*EXERCISE BRIEF*: What are the lines, word for word, from the line with "Note. One marker is placed on each instance of the blurred" up to and including the line with "the green tree" in the records below? Omit the pictures.

[[ GIVEN RECORDS, beginning ]]

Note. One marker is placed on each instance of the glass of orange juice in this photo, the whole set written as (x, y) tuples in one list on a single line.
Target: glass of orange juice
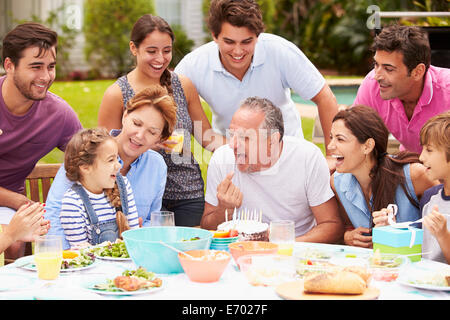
[(48, 256), (178, 137), (282, 232)]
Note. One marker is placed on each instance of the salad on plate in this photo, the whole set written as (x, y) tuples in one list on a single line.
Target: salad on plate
[(130, 282), (111, 250)]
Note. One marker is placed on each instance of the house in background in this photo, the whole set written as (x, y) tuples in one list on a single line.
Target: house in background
[(187, 13)]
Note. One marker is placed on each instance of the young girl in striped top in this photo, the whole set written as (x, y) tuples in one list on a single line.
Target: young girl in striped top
[(100, 205)]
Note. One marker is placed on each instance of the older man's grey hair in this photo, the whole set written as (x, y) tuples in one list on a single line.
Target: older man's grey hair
[(273, 120)]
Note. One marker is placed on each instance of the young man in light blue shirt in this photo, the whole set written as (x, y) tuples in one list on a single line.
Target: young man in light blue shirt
[(242, 61)]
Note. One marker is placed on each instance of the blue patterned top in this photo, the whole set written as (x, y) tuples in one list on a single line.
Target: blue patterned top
[(184, 179), (352, 199)]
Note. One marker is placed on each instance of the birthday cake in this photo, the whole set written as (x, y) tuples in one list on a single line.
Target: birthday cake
[(248, 230)]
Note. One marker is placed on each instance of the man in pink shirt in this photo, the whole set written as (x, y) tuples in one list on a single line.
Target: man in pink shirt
[(403, 87), (33, 121)]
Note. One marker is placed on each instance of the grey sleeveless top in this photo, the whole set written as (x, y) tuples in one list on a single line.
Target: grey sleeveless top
[(184, 179)]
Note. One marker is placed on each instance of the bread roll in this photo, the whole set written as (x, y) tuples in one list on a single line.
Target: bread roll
[(342, 282)]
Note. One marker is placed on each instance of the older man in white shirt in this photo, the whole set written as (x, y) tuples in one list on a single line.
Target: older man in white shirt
[(261, 169)]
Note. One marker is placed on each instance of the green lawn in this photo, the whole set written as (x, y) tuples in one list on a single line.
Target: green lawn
[(85, 98)]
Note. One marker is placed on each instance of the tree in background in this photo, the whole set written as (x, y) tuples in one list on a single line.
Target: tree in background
[(333, 34), (107, 28), (56, 21)]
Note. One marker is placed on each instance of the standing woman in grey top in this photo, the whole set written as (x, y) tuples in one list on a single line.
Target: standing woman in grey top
[(152, 43)]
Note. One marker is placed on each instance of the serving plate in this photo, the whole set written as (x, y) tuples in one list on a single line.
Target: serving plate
[(89, 286), (27, 263)]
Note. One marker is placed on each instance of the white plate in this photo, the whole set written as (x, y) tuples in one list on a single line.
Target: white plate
[(27, 263), (88, 285), (422, 286), (423, 269), (112, 258), (14, 281)]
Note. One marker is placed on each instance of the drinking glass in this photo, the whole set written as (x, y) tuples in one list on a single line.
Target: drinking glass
[(282, 232), (48, 256), (162, 218)]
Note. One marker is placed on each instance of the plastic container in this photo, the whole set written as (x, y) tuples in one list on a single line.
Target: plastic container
[(145, 249), (208, 266), (241, 248)]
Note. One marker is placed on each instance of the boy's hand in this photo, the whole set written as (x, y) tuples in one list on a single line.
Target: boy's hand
[(357, 238)]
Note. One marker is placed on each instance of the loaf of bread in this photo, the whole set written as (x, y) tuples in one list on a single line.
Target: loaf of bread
[(361, 271), (340, 282)]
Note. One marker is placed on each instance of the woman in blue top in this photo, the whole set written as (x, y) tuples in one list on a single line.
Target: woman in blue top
[(149, 118), (367, 179), (152, 43)]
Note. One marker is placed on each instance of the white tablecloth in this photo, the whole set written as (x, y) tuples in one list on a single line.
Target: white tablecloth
[(232, 286)]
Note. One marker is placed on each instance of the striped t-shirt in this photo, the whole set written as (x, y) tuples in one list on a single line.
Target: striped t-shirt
[(74, 218)]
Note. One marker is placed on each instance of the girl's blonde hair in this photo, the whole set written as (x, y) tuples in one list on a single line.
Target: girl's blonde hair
[(436, 131), (158, 97), (82, 149)]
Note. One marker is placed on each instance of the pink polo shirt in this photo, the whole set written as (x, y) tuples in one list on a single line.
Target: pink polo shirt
[(434, 100)]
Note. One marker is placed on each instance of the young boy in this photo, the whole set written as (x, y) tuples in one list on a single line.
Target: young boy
[(435, 203)]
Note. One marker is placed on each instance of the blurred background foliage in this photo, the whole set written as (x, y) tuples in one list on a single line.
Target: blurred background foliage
[(333, 33), (66, 36)]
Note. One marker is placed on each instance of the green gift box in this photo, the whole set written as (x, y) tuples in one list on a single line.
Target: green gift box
[(399, 241)]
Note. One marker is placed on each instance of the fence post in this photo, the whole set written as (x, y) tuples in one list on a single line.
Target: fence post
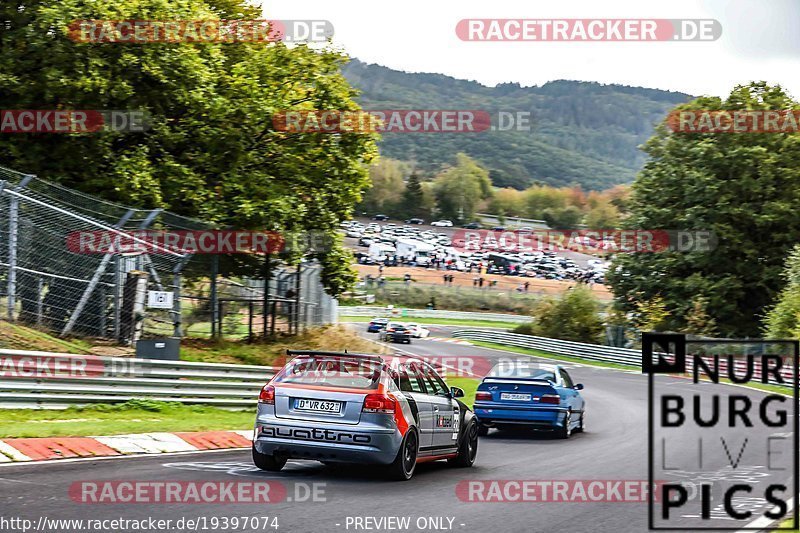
[(267, 275), (250, 322), (298, 275), (13, 234), (98, 273), (213, 296)]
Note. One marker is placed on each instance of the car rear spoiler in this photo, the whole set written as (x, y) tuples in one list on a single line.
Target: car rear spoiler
[(295, 353), (519, 380)]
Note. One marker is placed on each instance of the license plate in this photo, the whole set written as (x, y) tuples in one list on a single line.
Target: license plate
[(319, 406), (515, 397)]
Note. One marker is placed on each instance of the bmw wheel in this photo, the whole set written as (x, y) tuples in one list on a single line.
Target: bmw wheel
[(468, 449), (267, 462), (406, 461), (565, 431)]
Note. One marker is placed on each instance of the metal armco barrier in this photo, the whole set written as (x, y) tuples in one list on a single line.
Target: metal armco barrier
[(592, 352), (363, 310), (56, 381)]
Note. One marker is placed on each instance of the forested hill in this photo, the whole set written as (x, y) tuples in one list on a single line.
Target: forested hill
[(583, 132)]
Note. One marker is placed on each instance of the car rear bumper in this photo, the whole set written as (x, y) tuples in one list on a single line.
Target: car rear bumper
[(540, 416), (333, 443)]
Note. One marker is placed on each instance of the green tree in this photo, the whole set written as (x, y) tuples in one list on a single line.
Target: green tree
[(699, 321), (602, 216), (745, 189), (212, 150), (783, 319), (386, 187), (574, 317), (459, 189), (565, 218), (652, 315), (413, 203)]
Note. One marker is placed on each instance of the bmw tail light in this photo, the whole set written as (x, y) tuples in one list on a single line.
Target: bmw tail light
[(378, 403), (267, 395)]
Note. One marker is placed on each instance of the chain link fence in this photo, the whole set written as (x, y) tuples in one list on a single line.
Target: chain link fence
[(46, 284)]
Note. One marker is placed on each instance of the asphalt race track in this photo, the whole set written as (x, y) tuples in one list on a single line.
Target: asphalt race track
[(613, 448)]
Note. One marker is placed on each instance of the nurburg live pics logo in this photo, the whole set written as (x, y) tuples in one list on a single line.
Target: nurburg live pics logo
[(729, 454)]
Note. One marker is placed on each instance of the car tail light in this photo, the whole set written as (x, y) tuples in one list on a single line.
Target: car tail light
[(378, 403), (267, 395)]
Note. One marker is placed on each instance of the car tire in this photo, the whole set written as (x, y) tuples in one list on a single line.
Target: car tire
[(468, 449), (582, 426), (267, 462), (403, 466), (565, 431)]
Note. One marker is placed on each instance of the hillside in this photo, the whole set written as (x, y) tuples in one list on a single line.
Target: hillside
[(583, 132)]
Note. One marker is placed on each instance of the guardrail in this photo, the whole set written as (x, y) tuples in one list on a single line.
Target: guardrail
[(596, 352), (592, 352), (363, 310), (56, 381)]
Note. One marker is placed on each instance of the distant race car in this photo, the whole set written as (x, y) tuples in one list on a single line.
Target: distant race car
[(376, 324), (418, 331), (395, 332), (352, 408), (537, 395)]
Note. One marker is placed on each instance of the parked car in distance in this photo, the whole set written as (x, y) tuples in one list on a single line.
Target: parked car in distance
[(376, 324), (418, 331), (395, 332)]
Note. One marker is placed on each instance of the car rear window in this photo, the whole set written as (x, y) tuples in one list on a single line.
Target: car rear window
[(332, 372), (521, 372)]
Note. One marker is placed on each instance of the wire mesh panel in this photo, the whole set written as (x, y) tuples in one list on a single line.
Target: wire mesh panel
[(50, 277)]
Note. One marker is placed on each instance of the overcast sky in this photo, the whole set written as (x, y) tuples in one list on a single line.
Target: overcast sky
[(760, 41)]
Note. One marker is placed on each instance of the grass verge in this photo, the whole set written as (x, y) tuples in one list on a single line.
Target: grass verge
[(557, 357), (333, 338), (438, 321), (468, 384), (133, 416), (548, 355)]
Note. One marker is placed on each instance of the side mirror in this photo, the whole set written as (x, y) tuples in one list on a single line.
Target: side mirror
[(455, 392)]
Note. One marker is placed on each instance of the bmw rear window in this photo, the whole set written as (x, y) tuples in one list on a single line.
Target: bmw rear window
[(332, 372), (521, 372)]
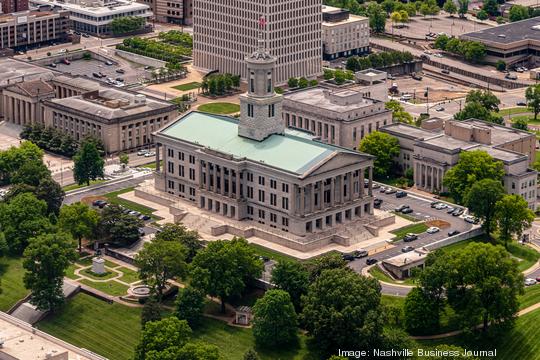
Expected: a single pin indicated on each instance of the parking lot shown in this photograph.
(131, 74)
(422, 211)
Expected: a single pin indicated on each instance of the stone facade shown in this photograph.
(432, 153)
(224, 31)
(343, 34)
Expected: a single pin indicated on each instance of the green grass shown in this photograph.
(519, 343)
(274, 255)
(130, 276)
(189, 86)
(513, 111)
(109, 330)
(219, 108)
(113, 288)
(11, 275)
(413, 228)
(379, 274)
(113, 198)
(77, 186)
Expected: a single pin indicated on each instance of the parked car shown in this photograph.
(401, 208)
(400, 194)
(410, 237)
(407, 249)
(360, 254)
(457, 212)
(348, 257)
(433, 230)
(371, 261)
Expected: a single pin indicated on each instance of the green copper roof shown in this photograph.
(289, 152)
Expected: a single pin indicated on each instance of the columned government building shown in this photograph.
(224, 31)
(254, 169)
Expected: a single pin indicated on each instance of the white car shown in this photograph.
(433, 230)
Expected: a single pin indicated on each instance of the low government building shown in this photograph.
(290, 188)
(340, 117)
(431, 153)
(343, 34)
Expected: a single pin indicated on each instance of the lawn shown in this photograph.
(379, 274)
(413, 228)
(189, 86)
(113, 198)
(113, 288)
(219, 108)
(519, 343)
(130, 276)
(109, 330)
(77, 186)
(11, 275)
(274, 255)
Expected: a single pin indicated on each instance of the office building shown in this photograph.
(343, 34)
(224, 31)
(431, 153)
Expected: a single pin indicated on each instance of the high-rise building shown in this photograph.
(10, 6)
(226, 30)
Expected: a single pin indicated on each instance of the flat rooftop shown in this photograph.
(99, 106)
(21, 341)
(17, 71)
(316, 97)
(289, 152)
(528, 29)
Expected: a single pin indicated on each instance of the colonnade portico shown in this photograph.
(428, 176)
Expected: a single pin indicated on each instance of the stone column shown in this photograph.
(302, 201)
(370, 187)
(332, 191)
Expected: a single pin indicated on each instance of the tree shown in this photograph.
(292, 83)
(117, 228)
(521, 124)
(342, 311)
(52, 193)
(292, 277)
(79, 220)
(274, 321)
(513, 216)
(482, 15)
(179, 233)
(88, 164)
(532, 95)
(481, 199)
(472, 166)
(45, 260)
(169, 339)
(158, 261)
(151, 311)
(483, 285)
(190, 305)
(490, 7)
(450, 7)
(251, 355)
(223, 268)
(24, 217)
(463, 7)
(384, 147)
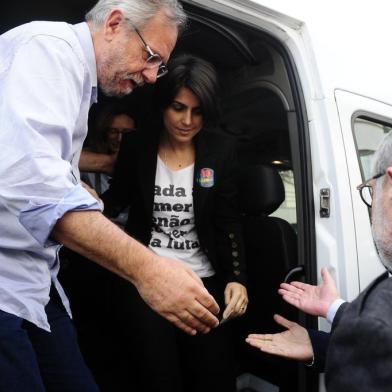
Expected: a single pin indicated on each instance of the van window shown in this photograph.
(368, 134)
(287, 209)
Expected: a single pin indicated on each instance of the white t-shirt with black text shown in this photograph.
(173, 222)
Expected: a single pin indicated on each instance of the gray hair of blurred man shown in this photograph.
(138, 12)
(381, 221)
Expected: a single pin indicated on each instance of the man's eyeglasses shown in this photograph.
(154, 60)
(118, 131)
(366, 190)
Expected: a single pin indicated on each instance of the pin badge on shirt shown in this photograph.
(206, 177)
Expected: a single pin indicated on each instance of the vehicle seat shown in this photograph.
(270, 242)
(271, 250)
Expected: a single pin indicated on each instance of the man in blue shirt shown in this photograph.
(49, 73)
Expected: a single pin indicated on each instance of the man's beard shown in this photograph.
(382, 228)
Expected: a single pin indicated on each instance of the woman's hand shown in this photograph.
(236, 300)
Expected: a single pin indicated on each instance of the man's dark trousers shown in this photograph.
(33, 360)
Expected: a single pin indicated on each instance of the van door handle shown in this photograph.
(325, 197)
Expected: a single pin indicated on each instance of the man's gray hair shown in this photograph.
(382, 158)
(138, 12)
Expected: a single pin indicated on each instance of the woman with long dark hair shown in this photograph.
(178, 178)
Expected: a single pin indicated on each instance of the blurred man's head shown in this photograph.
(133, 41)
(382, 201)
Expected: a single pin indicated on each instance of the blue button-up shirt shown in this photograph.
(48, 81)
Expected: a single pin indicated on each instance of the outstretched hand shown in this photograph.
(178, 294)
(314, 300)
(294, 343)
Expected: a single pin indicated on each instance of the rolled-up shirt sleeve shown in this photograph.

[[ GIVEN RECORDS, end ]]

*TASK RESULT*:
Note. One marker is placed on each instance of the blurred background foliage in this photo, the whole set written as (x, y) tuples in one list on a single line.
Target: blurred background foliage
[(333, 33), (66, 36)]
Note. One marker is placed on each instance of the green gift box in this photo, the whole set written as (x, y) tuples in one list on a single line.
Target: green gift box
[(399, 241)]
Note. One marker is placed on each instance of the fence post in this photo, the whole set written as (x, y) tuples in one list on a single line.
Target: fence post
[(267, 275), (250, 322), (298, 275), (13, 234), (98, 273), (213, 296)]
Note. One marker is placed on each instance of the car rear spoiler in this photo, the whole set written as (x, y) tuples in one list on a single line.
Target: car rear spoiler
[(295, 353), (519, 380)]
Note. One marker is placed on each instance of the license plate in this photo, the whole set written as (x, y) tuples in one list on a single line.
Target: license plate
[(319, 406), (515, 397)]
Note. One marker is placed on each instance of the bmw wheel in this photo, the whole set written as (x, y) tuples in one list on a single line.
Target: bmw wheel
[(468, 449), (267, 462), (406, 461), (565, 431)]
Note. One marker is placed on each instance of the metal armco barrier in this photo, the whole set written as (x, y) tuples in one list on a single line.
Target: metal armco barrier
[(592, 352), (363, 310), (56, 381)]
Note. One marker is placed on each instance of the forested hill in this photo, the whole set written as (x, y) tuples in one list on a single line.
Target: forested hill
[(583, 132)]
Note. One marker is placed on each instance of the car rear bumper in this photo, the whole set written as (x, y) tuples in one list on a single line.
Target: car rear bumper
[(540, 416), (333, 443)]
Note. One marker is placed on each instance of the green tree in this photo, the whole set written as (x, y) tuples in one list on a single line.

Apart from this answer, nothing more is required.